Hayek elucida que há um objetivo social (propósito comum) que deve imperar na construção de uma sociedade. Esse objetivo social pode ser nomeado inclusive como bem comum ou interesse comum e que em regra não é necessário um esforço hercúleo para que se defina o que vem a ser o bem comum, uma vez que aí impera um critério subjetivo de cada cidadão.[29]
Em suma, é necessário que haja uma aproximação da realidade social quanto à regularização fundiária. O rigorismo, o formalismo excessivo legal que barra a real implementação das políticas públicas e do próprio procedimento extrajudicial que ainda tende a imperar devem ser de uma vez por todos afastados para que a regularização fundiária seja realmente implantada.
CONCLUSÃO
A regularização fundiária necessariamente contempla e deverá contemplar grandes áreas ocupadas por população carente, visando levar ao menos infraestrutura básica e, em via reflexa, titular a situação dominial dos posseiros. Entretanto, a estrutura quase inflexível do universo registral em certa parte inibe o esforço público.
A organização urbana das grandes cidades deve passar necessariamente pela regularização dos parcelamentos clandestinos, irregulares e até mesmo atingir os parcelamentos inacabados. Não há como fugir dessa realidade social.
A regularização fundiária é um forte instrumento alternativo juridicamente para tutelar as moradias irregulares no Brasil. Até certo ponto é louvável a iniciativa do poder público, que tende a enfrentar a questão. Conforme esposado na presente dissertação, com todo o escorço legislativo, atualmente a pujante Lei 13.465/2017 objetiva mudar o paradigma do instituto da regularização fundiária, pois facilita em grande partida aspectos formais e extrínsecos que em nada colaboram com a efetivação do instituto.
No que se refere ao plano dos registros públicos, atualmente a formalidade excessiva ainda dificulta a efetivação da regularização fundiária. Embora os meios técnicos disponíveis ainda não sejam o mais desejável, a insegurança em levar adiante a regularização fundiária não está em tal desiderato.
Um melhor cadastro real informatizado, levantamento topográficos mais realistas e confiáveis tecnicamente, segurança e tecnicidade nas demarcações urbanística, tudo isso conjugado com o receito e zelo excessivo não assegura o direito real de propriedade principalmente àqueles mais desamparados social e juridicamente.
Para a implementação do instituto da regularização fundiária ainda falta bastante vontade e coragem. É necessário deixar o problema cultural e utilizar eficazmente os institutos que o extenso e robusto arcabouço jurídico já nos apresenta. O princípio norteador do texto constitucional é a própria dignidade da pessoa humana. Nossa Carta promete-nos bem-estar, desenvolvimento, igualdade e justiça.
Tenhamos em mente que, em que pese o beneficiado diretamente com a regularização fundiária seja o hipossuficiente, é perfeitamente recomendável que se regularizem inclusive bairros e loteamentos atualmente ocupados por famílias de média e/ou alta renda, desde que cumpridos os requisitos legais atinentes à regularização fundiária de interesse específico.

*TAREFAS DO EXERCÍCIO*.
[1] No trecho sobre regularização fundiária, qual lei tem o objetivo de mudar o paradigma do instituto da regularização fundiária?
[2] Transcreva do trecho sobre regularização fundiária a parte que começa em "No que se refere" e termina em "social e juridicamente.".

*LINHAS DE DADOS*.

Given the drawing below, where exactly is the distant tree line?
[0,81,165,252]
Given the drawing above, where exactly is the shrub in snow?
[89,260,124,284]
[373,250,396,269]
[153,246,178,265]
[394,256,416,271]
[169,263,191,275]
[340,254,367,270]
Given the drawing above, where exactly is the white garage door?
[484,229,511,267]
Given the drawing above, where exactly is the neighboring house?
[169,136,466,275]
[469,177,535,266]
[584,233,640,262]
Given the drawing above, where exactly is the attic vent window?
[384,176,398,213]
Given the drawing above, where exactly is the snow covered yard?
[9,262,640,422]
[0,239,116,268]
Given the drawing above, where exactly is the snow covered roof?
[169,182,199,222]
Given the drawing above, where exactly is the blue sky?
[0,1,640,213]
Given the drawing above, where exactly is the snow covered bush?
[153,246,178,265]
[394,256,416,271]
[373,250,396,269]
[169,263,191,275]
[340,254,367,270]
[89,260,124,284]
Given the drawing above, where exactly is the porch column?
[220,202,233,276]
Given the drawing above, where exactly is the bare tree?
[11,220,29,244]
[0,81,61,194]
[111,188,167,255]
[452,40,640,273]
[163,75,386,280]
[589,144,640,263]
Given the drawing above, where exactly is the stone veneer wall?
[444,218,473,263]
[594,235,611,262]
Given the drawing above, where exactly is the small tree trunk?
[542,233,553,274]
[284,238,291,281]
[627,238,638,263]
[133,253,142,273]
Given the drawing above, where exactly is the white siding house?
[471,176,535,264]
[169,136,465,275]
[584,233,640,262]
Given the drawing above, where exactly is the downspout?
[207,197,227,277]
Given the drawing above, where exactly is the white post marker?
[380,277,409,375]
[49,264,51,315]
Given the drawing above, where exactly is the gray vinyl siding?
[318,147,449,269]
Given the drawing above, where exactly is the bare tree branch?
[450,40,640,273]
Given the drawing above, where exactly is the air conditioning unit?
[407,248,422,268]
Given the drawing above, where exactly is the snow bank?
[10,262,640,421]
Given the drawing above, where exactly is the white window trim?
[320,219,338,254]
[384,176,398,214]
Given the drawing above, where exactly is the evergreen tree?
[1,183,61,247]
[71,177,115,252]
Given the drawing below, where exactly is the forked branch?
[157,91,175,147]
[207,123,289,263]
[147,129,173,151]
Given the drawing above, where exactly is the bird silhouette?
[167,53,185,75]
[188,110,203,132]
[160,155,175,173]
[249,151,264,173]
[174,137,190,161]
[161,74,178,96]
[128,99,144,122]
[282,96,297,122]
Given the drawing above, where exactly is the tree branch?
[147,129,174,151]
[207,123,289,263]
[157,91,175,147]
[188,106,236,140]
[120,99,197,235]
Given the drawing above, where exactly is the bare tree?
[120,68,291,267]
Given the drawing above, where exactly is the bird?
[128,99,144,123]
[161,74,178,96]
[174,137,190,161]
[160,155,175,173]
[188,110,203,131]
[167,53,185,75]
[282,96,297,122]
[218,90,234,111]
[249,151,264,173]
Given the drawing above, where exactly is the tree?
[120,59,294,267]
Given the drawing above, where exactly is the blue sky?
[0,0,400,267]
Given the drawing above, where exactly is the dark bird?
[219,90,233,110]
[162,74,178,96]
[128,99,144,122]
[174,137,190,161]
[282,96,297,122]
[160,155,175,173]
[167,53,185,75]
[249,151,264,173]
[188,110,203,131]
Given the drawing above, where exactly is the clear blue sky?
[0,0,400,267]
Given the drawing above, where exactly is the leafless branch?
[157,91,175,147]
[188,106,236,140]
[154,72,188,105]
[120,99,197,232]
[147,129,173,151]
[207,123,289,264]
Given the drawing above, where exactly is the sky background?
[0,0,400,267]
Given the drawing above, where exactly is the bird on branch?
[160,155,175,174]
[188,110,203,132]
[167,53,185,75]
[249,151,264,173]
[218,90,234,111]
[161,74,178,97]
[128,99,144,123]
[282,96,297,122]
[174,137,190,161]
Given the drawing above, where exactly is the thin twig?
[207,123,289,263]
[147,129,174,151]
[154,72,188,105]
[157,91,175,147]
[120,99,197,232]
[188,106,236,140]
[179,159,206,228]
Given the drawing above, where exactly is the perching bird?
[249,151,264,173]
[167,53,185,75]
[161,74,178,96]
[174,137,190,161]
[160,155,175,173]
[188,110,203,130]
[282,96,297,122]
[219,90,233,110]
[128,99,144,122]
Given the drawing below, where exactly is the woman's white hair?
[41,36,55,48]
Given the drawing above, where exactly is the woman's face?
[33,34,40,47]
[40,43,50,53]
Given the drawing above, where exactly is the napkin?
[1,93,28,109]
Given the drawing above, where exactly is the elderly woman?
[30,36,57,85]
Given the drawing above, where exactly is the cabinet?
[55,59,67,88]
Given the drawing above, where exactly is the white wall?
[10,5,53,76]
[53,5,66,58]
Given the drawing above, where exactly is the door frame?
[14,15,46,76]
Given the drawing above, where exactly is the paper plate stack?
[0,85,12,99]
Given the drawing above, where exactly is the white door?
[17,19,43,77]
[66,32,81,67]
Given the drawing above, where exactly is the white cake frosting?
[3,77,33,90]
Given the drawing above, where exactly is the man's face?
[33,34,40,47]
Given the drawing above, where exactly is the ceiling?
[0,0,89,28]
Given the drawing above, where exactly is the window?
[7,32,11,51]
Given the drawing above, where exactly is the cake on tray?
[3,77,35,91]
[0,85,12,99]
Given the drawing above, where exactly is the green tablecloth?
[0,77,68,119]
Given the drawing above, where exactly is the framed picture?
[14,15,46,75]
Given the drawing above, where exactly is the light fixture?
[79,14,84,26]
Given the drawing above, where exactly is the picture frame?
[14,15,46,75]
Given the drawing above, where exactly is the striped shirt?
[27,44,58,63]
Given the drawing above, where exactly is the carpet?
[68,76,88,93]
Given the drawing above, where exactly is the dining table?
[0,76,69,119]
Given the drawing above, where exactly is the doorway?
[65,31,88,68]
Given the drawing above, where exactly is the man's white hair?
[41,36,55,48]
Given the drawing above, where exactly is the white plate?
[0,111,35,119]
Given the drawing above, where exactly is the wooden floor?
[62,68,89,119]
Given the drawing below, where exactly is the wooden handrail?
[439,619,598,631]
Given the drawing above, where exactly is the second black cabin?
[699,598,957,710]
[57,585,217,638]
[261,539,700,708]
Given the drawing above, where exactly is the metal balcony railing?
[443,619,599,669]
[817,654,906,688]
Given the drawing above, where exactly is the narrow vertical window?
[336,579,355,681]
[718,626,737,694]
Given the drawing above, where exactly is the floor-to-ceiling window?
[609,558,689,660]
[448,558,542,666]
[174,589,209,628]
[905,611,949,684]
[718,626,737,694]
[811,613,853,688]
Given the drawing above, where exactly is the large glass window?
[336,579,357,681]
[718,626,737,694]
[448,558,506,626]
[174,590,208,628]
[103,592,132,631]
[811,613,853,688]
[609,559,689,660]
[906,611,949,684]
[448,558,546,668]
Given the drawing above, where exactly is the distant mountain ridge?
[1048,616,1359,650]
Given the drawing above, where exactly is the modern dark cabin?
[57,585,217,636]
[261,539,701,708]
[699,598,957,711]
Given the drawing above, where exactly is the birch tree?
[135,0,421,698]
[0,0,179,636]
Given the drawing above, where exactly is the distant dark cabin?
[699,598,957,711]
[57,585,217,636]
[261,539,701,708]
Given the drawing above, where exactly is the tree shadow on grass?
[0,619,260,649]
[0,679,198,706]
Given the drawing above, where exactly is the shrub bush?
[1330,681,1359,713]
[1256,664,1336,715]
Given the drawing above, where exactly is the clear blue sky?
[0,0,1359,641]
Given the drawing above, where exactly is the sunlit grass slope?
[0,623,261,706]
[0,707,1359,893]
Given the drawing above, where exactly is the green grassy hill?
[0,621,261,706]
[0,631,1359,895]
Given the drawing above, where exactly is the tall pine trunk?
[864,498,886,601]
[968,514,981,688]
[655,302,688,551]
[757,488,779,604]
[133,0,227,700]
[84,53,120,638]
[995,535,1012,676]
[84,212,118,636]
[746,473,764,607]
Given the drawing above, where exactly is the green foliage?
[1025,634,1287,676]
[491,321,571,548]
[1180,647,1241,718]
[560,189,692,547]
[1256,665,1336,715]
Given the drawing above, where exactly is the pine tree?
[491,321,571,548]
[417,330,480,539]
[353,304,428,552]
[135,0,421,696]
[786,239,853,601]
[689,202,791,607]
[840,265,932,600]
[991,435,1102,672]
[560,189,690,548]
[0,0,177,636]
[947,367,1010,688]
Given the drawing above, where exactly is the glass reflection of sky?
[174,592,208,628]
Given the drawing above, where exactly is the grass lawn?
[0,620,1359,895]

*RESPOSTAS POR TAREFA*.
[1] A Lei 13.465/2017.

[2]
No que se refere ao plano dos registros públicos, atualmente a formalidade excessiva ainda dificulta a efetivação da regularização fundiária. Embora os meios técnicos disponíveis ainda não sejam o mais desejável, a insegurança em levar adiante a regularização fundiária não está em tal desiderato.
Um melhor cadastro real informatizado, levantamento topográficos mais realistas e confiáveis tecnicamente, segurança e tecnicidade nas demarcações urbanística, tudo isso conjugado com o receito e zelo excessivo não assegura o direito real de propriedade principalmente àqueles mais desamparados social e juridicamente.